**Problem**: Please copy the data exactly as it stands, minus the images.

====== Records for processing ======

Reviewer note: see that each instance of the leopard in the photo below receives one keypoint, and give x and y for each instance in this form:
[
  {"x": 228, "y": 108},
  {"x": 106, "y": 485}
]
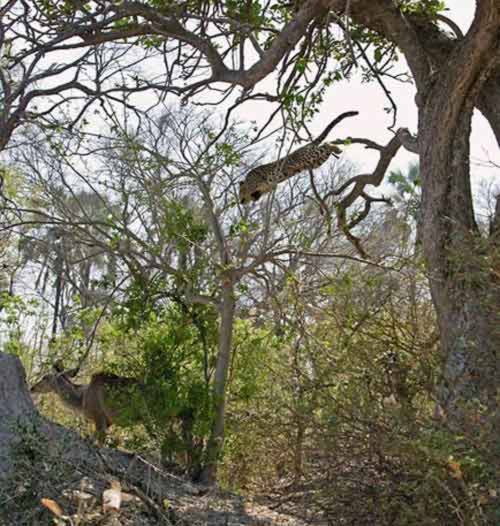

======

**Solution to the problem**:
Reviewer note: see that each instance of the leopard in the photo below receives one keypoint, and give x and y for each instance in this form:
[
  {"x": 228, "y": 108},
  {"x": 106, "y": 485}
]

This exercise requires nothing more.